▸ Dataset excerpts
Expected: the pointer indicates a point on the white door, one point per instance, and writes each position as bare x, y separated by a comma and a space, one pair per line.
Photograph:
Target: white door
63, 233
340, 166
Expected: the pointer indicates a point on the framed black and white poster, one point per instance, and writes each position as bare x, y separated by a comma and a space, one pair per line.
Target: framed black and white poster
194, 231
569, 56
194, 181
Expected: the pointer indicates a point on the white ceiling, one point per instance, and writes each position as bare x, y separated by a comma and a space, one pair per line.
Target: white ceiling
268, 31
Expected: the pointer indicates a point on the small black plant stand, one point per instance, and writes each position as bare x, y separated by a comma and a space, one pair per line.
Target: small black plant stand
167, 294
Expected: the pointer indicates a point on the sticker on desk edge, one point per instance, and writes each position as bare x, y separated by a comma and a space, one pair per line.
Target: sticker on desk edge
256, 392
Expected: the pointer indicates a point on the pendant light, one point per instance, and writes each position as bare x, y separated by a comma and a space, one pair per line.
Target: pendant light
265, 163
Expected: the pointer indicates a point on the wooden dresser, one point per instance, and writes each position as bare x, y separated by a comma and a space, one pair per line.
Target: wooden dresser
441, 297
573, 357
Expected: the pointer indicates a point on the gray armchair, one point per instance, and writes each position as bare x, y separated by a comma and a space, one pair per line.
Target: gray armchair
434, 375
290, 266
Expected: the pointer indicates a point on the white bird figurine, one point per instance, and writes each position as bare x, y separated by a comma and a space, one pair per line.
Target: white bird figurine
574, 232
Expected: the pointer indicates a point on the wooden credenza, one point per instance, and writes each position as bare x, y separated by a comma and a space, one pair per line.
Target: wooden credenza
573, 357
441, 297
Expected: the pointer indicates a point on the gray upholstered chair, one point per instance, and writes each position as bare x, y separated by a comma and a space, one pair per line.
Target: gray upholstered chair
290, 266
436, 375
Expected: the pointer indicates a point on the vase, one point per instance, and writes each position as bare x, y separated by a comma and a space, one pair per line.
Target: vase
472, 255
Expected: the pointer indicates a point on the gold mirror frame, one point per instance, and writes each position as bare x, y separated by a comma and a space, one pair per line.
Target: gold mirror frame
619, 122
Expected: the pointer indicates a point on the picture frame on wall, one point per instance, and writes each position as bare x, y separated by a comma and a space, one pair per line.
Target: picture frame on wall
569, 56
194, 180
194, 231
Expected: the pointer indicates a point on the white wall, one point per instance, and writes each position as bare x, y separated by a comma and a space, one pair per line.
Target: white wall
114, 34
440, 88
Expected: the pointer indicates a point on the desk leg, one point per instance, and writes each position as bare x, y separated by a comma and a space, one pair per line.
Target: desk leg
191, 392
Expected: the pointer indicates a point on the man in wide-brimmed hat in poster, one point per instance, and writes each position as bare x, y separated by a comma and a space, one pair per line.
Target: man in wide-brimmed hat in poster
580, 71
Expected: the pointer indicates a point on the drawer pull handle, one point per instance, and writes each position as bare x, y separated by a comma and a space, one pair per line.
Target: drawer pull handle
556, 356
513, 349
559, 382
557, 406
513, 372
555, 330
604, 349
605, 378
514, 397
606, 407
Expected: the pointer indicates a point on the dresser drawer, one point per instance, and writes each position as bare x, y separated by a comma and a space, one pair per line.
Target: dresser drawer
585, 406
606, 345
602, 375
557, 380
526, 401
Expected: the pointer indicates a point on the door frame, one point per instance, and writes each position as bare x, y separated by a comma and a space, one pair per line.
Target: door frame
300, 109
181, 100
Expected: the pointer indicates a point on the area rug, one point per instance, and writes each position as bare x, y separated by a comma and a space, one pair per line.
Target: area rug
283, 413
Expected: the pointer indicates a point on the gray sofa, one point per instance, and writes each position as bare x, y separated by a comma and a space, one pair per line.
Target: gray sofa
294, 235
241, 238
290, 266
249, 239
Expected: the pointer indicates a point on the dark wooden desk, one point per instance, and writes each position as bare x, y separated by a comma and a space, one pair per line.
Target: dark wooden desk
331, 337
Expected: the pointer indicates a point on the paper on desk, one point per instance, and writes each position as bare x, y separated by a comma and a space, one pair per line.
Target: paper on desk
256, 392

▸ Direction
Every line above should be retyped exactly as given.

▸ Response
Expected: the pointer indicates a point on the white door, one point per instance, and writes each position as bare x, y separated by a comma and a space, one pair per line.
Photograph:
Target: white door
63, 233
340, 166
Expected: the pointer indicates a point on the framed black and white poster, one point per instance, and writes each position as bare x, y separated by a comma and a space, one pair per line.
Target: framed black and white poster
194, 231
569, 56
194, 181
Expected: the pointer indicates a point on the white ceiling, one point per instance, and writes each position as bare x, y separated by a comma and a space, one pair per line.
Target: white ceiling
268, 31
Expected: the pointer indicates a point on the small black plant stand, one point per instance, and writes each position as bare x, y separated by a comma and a space, one pair per line.
Target: small black plant stand
167, 294
Expected: the pointer indicates a point on the sticker on desk edge, one point per instance, and writes each position as bare x, y separated by a comma and a space, one pair per line.
Target: sticker on desk edge
256, 392
Expected: the pointer indicates a point on the pendant light, one point per instance, and writes each position as bare x, y separated by a comma and a space, one pair per line.
Target: pendant light
265, 163
Expected: the pointer indicates a point on the wooden dresser, one point per instance, and writes each position as bare x, y separated by a comma and a space, one pair per line.
Target: wooden dresser
441, 297
573, 357
Expected: the pointer indicates a point on the gray armchair, one point per instance, and writes each position as bare x, y separated by a comma and a space, one pair per line.
Target: gray armchair
434, 375
290, 266
Expected: the pointer indicates a point on the white bird figurine, one point per instance, and writes each position as bare x, y separated by a comma and a space, one pair per line.
Target: white bird figurine
574, 232
Expected: the pointer indicates a point on the wooden credenza, one point per instance, and writes each position as bare x, y separated by a comma and a space, one pair per line.
Target: wooden credenza
573, 357
441, 297
Expected: the pointer indicates a point on the gray upholstered chair, one point per instance, and writes each position as bare x, y separated by a comma and a space, one pair per line.
Target: gray upholstered chair
290, 266
436, 375
Expected: the pointer indicates a point on the vase, one point per instance, and writes each position as bare x, y separated by a comma and a space, one pair per line.
Target: vase
472, 255
Expected: the pointer indicates a point on the gold mirror frame, one point per instance, and writes each position as bare x, y separated by a comma and a space, one pair per line.
Target: gold mirror frame
619, 122
Expected: the pointer indicates a point on the picture frame on wall, one point per instance, and writes each position as bare x, y separated by a comma and a space, one pair per line.
Target: picture frame on wall
569, 56
194, 180
194, 231
Expected: the pointer indicates a point on the white wall, one point per instance, and writes each position as bare x, y separated by a comma and a space, one pair per line.
Target: white wall
114, 34
440, 88
Expected: the pointer indicates a point on the desk leg, one point per instance, and writes each position as bare x, y separated by a comma and a space, one pair per line.
Target: desk leg
191, 392
Expected: the pointer indicates a point on the man in wide-brimmed hat in poster, one point per instance, and writes each position as bare x, y separated by a comma and a space, one pair per line.
Target: man in wide-brimmed hat in poster
580, 71
Expected: the pointer indicates a point on the drawer pull handle, one point per instance, and writes each position as bare x, y separated by a comma and a space, one pair per line.
Target: drawer pull handle
556, 356
513, 349
559, 382
557, 406
513, 372
555, 330
604, 349
605, 378
514, 397
606, 407
Expected: the pointer indicates a point on the dresser drawer, one point per instance, and writes each position as bare x, y separated by a comma and a space, one pair per line.
Target: dresser drawer
585, 406
606, 345
602, 375
557, 380
526, 401
Expected: the pointer indicates a point on the door frame, one point per instance, and writes each position as bare x, y separated by a comma and a space, one pair per line.
Target: door frame
300, 109
181, 100
Expected: the pointer indicates a point on the area rug, one point per instance, and writes each position as bare x, y separated by a comma and a space, one pair per line.
Target: area rug
283, 413
Expected: the pointer indicates a point on the gray sofa, one point per instance, and writes each position as bare x, y separated by a comma and a space, one pair per line.
Target: gray sofa
294, 235
241, 238
290, 266
249, 239
Expected: the pointer indicates a point on the dark wooden desk, one point per instance, and writes each position as bare x, y separated by a comma and a space, one pair per line.
Target: dark wooden desk
331, 337
Expected: the pointer indicates a point on the paper on desk, one point per instance, and writes each position as bare x, y separated by a comma and a space, one pair per line.
Target: paper on desk
256, 392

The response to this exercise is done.